_Exercise details_.
What follows is a set of records; give them all back exactly.

——————

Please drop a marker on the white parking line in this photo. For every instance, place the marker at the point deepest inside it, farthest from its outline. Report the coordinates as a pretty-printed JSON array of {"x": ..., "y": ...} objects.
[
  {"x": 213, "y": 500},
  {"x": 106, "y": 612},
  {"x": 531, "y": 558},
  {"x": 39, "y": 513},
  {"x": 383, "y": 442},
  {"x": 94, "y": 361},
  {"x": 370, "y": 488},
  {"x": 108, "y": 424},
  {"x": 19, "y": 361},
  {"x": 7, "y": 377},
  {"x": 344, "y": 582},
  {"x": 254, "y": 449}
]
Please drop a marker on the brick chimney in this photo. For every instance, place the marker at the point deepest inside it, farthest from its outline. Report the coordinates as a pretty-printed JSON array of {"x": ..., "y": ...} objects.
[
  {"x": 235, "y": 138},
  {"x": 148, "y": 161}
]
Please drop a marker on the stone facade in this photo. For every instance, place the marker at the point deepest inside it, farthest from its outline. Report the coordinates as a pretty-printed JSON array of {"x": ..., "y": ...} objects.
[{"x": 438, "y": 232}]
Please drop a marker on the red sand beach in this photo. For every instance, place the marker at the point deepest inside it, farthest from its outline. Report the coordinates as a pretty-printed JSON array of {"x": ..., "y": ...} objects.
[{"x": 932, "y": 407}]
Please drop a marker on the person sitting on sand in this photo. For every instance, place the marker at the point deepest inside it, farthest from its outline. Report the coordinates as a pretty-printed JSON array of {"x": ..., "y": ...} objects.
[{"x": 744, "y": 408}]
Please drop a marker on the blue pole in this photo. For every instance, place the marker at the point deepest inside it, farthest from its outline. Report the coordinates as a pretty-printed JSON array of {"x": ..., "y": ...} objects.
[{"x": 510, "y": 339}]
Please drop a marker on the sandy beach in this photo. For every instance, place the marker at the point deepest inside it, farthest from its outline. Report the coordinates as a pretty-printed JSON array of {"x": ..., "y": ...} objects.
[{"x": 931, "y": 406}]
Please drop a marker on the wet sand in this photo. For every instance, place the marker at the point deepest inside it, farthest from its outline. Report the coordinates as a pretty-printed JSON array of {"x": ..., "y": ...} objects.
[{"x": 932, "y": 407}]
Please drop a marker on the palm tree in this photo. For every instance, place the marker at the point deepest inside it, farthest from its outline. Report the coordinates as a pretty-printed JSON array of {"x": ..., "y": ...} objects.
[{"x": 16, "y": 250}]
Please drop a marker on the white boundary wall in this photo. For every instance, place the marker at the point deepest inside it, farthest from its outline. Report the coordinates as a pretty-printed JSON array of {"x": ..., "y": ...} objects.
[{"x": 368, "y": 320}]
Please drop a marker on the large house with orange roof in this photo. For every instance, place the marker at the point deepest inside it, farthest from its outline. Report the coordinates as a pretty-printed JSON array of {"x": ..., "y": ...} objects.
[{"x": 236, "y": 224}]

——————

_The answer_.
Please drop a marker on the white parking line in this photo. For every instance, place the marker at the point deepest inside it, farthest from its outline. Report the coordinates as a pretty-printed JSON array of {"x": ..., "y": ...} objects.
[
  {"x": 213, "y": 500},
  {"x": 106, "y": 612},
  {"x": 531, "y": 558},
  {"x": 39, "y": 513},
  {"x": 383, "y": 442},
  {"x": 94, "y": 361},
  {"x": 370, "y": 488},
  {"x": 108, "y": 424},
  {"x": 19, "y": 361},
  {"x": 7, "y": 377},
  {"x": 344, "y": 582},
  {"x": 254, "y": 449}
]
Please drop a marker on the brick chimney in this photo. For every instance, place the marker at the point deepest inside it, farthest from its outline. Report the coordinates as a pretty-printed JSON array of {"x": ..., "y": ...} objects.
[
  {"x": 235, "y": 138},
  {"x": 148, "y": 161}
]
Please drop a marker on the stone facade in this photo. For every instance, place the marker at the point deepest inside it, farthest from its outline. Report the coordinates as a pretty-printed JSON array of {"x": ..., "y": ...} objects.
[{"x": 438, "y": 232}]
Please drop a marker on the red sand beach in this photo. For every instance, place the marker at the point deepest inside it, farthest from its outline. Report the coordinates as a pretty-printed JSON array of {"x": ..., "y": ...} objects.
[{"x": 932, "y": 407}]
Please drop a marker on the person sitting on sand in this photo. For every instance, place the marker at the point deepest inside it, farthest from its outline. Report the coordinates as a pretty-printed JSON array of {"x": ..., "y": ...} objects.
[{"x": 744, "y": 408}]
Please drop a marker on the blue pole in this photo. For every instance, place the marker at the point deepest inside it, farthest from its outline. Report the coordinates as a pretty-printed JSON array of {"x": ..., "y": ...} objects.
[{"x": 510, "y": 339}]
Please drop a marker on the sandy beach in this photo. For every instance, place the marker at the point deepest inside it, farthest from its outline. Report the coordinates as a pretty-printed JSON array of {"x": ..., "y": ...} objects.
[{"x": 931, "y": 406}]
Please drop a marker on the wet sand in this photo. For every instance, place the marker at the point deepest inside it, farthest from its outline. Report the coordinates as a pretty-printed JSON array of {"x": ..., "y": ...} objects.
[{"x": 932, "y": 407}]
Please drop a marker on the palm tree in this photo. For every instance, place the marker at the point deepest inside it, farthest from its outline. Report the coordinates as a pretty-printed JSON array of {"x": ..., "y": ...} objects.
[{"x": 16, "y": 250}]
Please drop a marker on the white boundary wall in this photo. For every instance, place the marker at the point deepest inside it, farthest from its outline. Report the coordinates as a pretty-printed JSON array of {"x": ..., "y": ...} objects.
[{"x": 368, "y": 320}]
Please drop a marker on the large house with orange roof in this photo. For every instance, place the marker at the point deepest inside it, farthest from its outline. Report the coordinates as a pretty-printed JSON array of {"x": ..., "y": ...} objects.
[{"x": 236, "y": 224}]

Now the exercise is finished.